> _AANGELEVERDE TEKST_

Liefst 31.009 West-Vlamingen staan op de wachtlijst voor een sociale woning, terwijl er 1.461 beschikbare panden al langer dan een half jaar leegstaan. De verklaring? De toestand van die huizen. “De afgelopen 30 jaar werden de woningen steeds oppervlakkig opgelapt, maar nu dringt een grondige renovatie zich bijna overal op”, aldus het Agentschap Wonen.
West-Vlaanderen telt volgens de meest recente cijfers 32.362 sociale huurwoningen, goed voor 5 procent van alle residentiële vestigingen op ons grondgebied. Het laatste jaar kwamen er slechts 611 bij. Er is nochtans een overvloed aan kandidaat-huurders: 31.009 West-Vlamingen zijn momenteel aan het wachten, bijna evenveel als het huidige aantal sociale woningen. Elke kandidaat-huurder kan verschillende voorkeursgemeenten opgeven: Oostende, Brugge, Kortrijk, Bredene en Poperinge zijn het populairst.
De wachtlijst is in de hele provincie in vijf jaar tijd met 17 procent gegroeid, terwijl de uitbreiding van het patrimonium beperkt bleef tot 7 procent. Het aanbod is dus absoluut niet toereikend aan de vraag, zeker niet wanneer we bekijken hoeveel woningen er werkelijk beschikbaar zijn.

> _AANGELEVERDE GEGEVENS_

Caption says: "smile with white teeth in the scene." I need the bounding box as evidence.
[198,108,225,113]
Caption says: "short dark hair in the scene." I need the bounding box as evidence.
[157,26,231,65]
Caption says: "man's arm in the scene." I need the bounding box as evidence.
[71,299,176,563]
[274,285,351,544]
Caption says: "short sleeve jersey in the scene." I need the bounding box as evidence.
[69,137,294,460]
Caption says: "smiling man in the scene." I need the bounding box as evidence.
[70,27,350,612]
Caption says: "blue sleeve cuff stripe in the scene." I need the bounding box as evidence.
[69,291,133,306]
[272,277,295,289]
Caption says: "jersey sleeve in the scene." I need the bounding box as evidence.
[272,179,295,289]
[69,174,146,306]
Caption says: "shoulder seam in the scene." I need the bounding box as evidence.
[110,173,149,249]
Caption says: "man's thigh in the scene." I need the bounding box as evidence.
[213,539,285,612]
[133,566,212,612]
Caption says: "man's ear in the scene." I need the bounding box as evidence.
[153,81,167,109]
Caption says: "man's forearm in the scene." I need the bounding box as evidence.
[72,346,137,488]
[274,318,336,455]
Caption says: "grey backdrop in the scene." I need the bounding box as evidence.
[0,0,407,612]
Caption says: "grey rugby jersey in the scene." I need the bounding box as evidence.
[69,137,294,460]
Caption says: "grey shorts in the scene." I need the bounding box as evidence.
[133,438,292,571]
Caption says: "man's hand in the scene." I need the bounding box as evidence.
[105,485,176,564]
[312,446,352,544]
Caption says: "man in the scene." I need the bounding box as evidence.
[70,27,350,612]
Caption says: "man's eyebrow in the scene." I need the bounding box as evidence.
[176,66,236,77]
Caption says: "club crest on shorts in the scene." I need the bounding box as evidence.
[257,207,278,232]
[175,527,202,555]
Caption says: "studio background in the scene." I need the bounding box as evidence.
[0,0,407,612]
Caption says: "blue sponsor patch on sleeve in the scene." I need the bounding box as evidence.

> _OPDRACHT_
Hoeveel procent is de wachtlijst in vijf jaar gegroeid, volgens de tekst over sociale woningen in West-Vlaanderen? De gegevens spelen hierbij geen enkele rol.

> _HET RESULTAAT_
Met 17 procent.